# Task instructions
A - From the records, copy out the lines between the one holding "track, it would be much appreciated." and the one holding "129 0 L 129", inclusive, reproducing them without any change.
B - Continue the forum thread about the Idaho recreational property from the point where it stops.

# Excerpt
__________

# Beach Front Property



## Son_of_Perdition (May 8, 2015)

I bought an 8 acre recreational site many years ago.  It's located in SE Idaho on what is called the Oneida Narrows of the Bear River.  I had been seriously thinking about building a small cabin or some individual mobile 'tiny homes'.  We figured we needed 6 to accommodate everyone in my immediate family.  It was put into a family trust 10 years ago must be in name only since I'm the one responsible for the maintenance fees and property taxes every year.  I remind my kids but they just look at me with a smile.  

We've been offered many times more than we paid for it.  It's located back up on the saddle of one of the surrounding mountains.  One of the highest sites on the BR Ranch Estates.  I was trying to locate some photos on 'Google'.  Came upon a few, there was also a link to the Estates FB account.  I logged into my account to connect then found out that the powers that be have successfully petitioned the state and federal government to enlarge the Oneida reservoir.  They are going to construct a dam further down the Bear River at the place that the Narrows gets it's name and raise the level of water 109 feet.  It's going to encompass several lower cabin sites but will never reach my property.

This is the proposed location of the new higher dam looking north, my property is further north & off to the left.

View attachment 17791

This shows an outline of our property.

View attachment 17792

This shows a scene of the river and boaters floating down, this will be under water.

View attachment 17793


----------



## SeaBreeze (May 8, 2015)

Beautiful property and area you have, a cabin or a mobile home would be very nice to have on it.  Would you live in it year round, just on vacations?

__________

# Records for the exercise
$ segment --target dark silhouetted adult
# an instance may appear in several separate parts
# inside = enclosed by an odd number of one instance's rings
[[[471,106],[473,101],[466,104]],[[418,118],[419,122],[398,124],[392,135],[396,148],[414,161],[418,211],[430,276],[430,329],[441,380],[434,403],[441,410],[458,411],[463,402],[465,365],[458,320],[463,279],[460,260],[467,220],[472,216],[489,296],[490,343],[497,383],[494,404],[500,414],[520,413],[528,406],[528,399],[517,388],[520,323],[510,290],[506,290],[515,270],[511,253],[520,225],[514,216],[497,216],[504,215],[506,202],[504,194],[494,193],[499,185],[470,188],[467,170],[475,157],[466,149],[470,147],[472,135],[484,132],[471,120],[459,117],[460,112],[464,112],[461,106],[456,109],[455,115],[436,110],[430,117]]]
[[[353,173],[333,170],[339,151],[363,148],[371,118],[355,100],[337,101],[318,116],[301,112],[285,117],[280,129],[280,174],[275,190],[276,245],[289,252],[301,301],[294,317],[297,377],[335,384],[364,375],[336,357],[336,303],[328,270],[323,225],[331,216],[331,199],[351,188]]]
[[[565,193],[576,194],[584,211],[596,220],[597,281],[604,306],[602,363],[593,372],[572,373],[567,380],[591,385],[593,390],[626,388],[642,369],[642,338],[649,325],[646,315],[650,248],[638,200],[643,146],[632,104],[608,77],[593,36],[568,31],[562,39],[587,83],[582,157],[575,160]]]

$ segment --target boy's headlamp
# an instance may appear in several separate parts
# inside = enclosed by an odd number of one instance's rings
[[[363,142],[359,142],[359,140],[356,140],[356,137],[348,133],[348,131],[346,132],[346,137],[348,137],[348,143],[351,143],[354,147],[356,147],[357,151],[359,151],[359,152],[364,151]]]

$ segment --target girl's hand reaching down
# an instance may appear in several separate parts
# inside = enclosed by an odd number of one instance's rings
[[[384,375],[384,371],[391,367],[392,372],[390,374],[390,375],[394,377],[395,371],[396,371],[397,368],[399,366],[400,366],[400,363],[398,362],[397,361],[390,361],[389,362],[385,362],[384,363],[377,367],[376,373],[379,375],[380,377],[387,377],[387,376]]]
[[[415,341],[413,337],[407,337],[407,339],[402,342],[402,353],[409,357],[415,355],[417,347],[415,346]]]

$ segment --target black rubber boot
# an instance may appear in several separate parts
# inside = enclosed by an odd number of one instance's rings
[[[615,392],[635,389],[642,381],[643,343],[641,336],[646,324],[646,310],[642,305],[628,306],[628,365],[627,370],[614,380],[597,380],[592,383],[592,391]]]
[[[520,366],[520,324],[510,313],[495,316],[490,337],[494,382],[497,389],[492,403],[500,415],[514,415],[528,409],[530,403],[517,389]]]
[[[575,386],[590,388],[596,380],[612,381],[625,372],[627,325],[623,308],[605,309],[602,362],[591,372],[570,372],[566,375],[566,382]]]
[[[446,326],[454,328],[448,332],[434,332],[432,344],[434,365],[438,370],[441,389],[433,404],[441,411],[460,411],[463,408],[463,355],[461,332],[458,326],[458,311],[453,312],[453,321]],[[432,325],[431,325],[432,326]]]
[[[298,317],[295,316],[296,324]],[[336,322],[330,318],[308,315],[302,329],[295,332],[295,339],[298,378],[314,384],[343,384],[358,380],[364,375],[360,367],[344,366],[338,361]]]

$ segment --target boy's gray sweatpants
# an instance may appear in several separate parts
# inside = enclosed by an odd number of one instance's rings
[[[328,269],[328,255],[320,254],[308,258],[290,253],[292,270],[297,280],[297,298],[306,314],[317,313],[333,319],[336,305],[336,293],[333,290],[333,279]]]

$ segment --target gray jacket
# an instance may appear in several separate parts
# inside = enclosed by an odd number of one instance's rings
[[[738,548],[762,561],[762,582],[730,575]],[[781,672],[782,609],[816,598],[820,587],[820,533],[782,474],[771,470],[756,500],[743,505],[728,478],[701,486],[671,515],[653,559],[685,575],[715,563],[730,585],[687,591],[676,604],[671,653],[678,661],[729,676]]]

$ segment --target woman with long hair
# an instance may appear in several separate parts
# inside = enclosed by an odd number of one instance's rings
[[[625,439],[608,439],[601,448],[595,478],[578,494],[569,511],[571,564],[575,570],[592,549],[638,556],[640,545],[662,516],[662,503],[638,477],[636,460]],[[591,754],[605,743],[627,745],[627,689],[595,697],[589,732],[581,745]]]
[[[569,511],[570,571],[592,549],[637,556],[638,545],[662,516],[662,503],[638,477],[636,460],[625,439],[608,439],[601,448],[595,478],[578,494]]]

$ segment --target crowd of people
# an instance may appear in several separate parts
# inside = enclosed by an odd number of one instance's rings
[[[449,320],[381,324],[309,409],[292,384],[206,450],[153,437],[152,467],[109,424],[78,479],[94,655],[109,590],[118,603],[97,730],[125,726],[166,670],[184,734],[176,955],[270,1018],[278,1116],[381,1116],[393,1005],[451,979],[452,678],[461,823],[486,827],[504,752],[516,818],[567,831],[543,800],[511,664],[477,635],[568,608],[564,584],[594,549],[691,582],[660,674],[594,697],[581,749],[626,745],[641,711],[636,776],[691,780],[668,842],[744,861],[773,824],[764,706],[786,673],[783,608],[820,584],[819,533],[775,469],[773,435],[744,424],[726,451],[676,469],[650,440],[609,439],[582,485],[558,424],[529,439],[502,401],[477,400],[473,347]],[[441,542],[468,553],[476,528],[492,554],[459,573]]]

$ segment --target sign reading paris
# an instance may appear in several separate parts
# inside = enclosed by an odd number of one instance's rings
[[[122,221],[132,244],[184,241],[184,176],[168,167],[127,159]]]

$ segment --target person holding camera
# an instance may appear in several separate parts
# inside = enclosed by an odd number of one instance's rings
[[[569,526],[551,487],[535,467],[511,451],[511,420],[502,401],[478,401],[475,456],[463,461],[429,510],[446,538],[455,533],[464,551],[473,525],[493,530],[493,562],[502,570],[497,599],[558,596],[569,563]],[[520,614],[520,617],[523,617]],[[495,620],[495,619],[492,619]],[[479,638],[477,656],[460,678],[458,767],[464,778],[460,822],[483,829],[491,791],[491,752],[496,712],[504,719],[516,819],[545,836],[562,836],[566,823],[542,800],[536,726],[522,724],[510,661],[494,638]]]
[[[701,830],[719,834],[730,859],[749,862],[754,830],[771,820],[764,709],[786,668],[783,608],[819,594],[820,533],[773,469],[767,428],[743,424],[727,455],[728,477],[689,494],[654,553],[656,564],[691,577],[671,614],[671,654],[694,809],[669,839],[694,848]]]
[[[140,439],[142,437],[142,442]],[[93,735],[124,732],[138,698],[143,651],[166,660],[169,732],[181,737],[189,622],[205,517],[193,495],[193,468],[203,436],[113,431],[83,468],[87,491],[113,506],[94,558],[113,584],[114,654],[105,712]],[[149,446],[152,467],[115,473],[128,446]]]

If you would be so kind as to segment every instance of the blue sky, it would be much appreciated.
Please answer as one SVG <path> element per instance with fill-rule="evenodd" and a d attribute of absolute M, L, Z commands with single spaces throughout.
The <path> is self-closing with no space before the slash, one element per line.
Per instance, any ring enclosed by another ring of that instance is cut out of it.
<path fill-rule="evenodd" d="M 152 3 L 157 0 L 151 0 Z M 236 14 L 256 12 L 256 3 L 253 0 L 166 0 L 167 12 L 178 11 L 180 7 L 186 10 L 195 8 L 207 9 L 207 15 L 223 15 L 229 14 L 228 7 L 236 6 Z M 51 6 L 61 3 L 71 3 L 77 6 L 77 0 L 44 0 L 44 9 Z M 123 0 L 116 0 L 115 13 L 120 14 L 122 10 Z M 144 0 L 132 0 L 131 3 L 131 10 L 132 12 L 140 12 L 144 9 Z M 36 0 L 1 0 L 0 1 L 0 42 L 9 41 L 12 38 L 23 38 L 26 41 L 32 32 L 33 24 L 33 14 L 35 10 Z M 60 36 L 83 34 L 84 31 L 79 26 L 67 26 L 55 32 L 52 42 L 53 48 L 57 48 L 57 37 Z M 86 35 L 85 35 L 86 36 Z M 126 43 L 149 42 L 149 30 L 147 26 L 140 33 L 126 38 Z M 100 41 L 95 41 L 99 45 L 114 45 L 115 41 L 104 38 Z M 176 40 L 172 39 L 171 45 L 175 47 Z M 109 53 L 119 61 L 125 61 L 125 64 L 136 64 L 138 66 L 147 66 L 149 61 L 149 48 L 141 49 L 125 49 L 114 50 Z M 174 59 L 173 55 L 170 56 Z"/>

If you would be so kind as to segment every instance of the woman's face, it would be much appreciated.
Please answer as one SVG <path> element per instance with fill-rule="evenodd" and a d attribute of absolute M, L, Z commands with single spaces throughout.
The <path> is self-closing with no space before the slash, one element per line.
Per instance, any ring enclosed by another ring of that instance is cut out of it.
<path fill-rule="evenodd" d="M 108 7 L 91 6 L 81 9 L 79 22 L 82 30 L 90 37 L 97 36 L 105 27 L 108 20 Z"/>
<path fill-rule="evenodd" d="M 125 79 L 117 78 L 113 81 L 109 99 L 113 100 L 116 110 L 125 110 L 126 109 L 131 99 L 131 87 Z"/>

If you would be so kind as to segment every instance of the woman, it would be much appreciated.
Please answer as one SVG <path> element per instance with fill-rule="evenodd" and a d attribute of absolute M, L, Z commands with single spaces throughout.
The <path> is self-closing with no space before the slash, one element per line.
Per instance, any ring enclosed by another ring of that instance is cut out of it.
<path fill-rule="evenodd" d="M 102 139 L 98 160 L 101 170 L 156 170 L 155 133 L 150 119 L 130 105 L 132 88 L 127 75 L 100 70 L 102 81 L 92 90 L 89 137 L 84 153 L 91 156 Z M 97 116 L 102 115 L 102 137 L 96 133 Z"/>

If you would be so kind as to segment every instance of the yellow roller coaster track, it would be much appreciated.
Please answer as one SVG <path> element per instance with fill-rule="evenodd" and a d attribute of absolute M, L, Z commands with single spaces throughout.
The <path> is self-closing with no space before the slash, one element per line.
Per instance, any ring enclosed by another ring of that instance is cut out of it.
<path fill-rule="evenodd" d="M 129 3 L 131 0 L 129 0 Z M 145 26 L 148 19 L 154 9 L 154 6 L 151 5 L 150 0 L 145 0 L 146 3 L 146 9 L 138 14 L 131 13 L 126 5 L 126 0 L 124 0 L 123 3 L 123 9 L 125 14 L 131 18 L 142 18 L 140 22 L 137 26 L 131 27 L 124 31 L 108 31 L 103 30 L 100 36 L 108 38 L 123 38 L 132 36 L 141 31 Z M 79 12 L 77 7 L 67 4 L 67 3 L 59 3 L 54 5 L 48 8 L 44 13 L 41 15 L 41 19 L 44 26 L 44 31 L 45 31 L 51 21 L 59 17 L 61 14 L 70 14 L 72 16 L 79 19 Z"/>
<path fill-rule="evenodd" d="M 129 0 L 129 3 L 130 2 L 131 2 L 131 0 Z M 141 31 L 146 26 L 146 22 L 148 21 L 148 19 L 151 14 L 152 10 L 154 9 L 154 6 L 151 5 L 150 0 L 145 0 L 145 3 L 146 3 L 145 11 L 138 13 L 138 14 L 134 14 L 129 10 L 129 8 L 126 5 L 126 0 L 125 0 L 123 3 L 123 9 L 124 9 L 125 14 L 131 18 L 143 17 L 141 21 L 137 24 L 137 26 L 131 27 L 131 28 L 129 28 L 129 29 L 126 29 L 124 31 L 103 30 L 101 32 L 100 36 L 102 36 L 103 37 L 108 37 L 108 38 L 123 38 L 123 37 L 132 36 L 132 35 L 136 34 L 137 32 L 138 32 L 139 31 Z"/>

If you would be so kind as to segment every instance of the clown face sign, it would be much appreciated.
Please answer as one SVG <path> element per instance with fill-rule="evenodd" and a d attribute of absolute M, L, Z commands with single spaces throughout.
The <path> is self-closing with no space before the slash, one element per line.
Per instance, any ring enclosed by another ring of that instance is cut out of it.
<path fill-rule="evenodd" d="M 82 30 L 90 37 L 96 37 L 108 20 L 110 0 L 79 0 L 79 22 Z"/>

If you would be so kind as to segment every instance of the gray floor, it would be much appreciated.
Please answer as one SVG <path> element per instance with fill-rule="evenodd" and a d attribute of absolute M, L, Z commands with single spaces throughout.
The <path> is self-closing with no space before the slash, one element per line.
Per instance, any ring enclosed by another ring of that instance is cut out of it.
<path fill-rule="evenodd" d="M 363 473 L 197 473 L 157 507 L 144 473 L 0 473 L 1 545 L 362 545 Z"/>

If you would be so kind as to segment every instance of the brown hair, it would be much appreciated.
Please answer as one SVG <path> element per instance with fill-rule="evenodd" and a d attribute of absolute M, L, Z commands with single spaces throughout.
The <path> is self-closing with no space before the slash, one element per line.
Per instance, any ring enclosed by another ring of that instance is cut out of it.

__________

# Answers in order
A -
If you would be so kind as to segment every instance of the yellow roller coaster track, it would be much appreciated.
Please answer as one SVG <path> element per instance with fill-rule="evenodd" and a d attribute of absolute M, L, Z commands with single spaces throughout.
The <path> is self-closing with no space before the slash, one element per line.
Per instance, any ring enclosed by another ring of that instance is cut out of it.
<path fill-rule="evenodd" d="M 129 3 L 131 0 L 129 0 Z M 145 26 L 148 19 L 154 9 L 154 6 L 151 5 L 150 0 L 145 0 L 146 3 L 146 9 L 138 14 L 131 13 L 126 5 L 126 0 L 124 0 L 123 3 L 123 9 L 125 14 L 131 18 L 142 18 L 140 22 L 137 26 L 131 27 L 124 31 L 108 31 L 103 30 L 100 36 L 108 38 L 123 38 L 132 36 L 141 31 Z M 79 12 L 77 7 L 67 4 L 67 3 L 59 3 L 54 5 L 48 8 L 44 13 L 41 15 L 41 19 L 44 26 L 44 31 L 45 31 L 51 21 L 59 17 L 61 14 L 70 14 L 72 16 L 79 19 Z"/>
<path fill-rule="evenodd" d="M 129 0 L 129 3 L 130 2 L 131 2 L 131 0 Z M 141 31 L 146 26 L 146 22 L 148 21 L 148 19 L 151 14 L 152 10 L 154 9 L 154 6 L 151 5 L 150 0 L 145 0 L 145 3 L 146 3 L 145 11 L 138 13 L 138 14 L 134 14 L 129 10 L 129 8 L 126 5 L 126 0 L 125 0 L 123 3 L 123 9 L 124 9 L 125 14 L 131 18 L 143 17 L 141 21 L 137 24 L 137 26 L 131 27 L 131 28 L 129 28 L 129 29 L 126 29 L 124 31 L 103 30 L 101 32 L 100 36 L 102 36 L 103 37 L 108 37 L 108 38 L 123 38 L 123 37 L 132 36 L 132 35 L 136 34 L 137 32 L 138 32 L 139 31 Z"/>

B -
----------



## Son_of_Perdition (May 8, 2015)

What we had been thinking was again with the mobile 'tiny homes' and move them to a warmer location in the winter, the cold in S Idaho is every bit as bad as N Utah..  Don't know it's still on the drawing board.  Maybe never get beyond an idea because of my age and abilities have diminished somewhat.  I supervised a large porch replacement last year and my wife, 2 daughters & husbands couldn't or wouldn't follow my instructions unless it became a fight.  We got it done to my satisfaction with many compliments from passers by, my wife kept pointing out that I just sat and yelled instructions while they did the work.  We all vowed to never do a family project again.  Right now my son, who's has hoarding tendencies is using it as a storage area for used wood, doors, windows,,,etc.


----------



## SeaBreeze (May 8, 2015)

I agree SonofPerdition, we have to consider our age for certain living arrangements for sure.  Idaho is beautiful, but I'm sure the winters are cold.  Family projects can be trying, can't they, lol?  Nice that you had compliments on the porch replacement.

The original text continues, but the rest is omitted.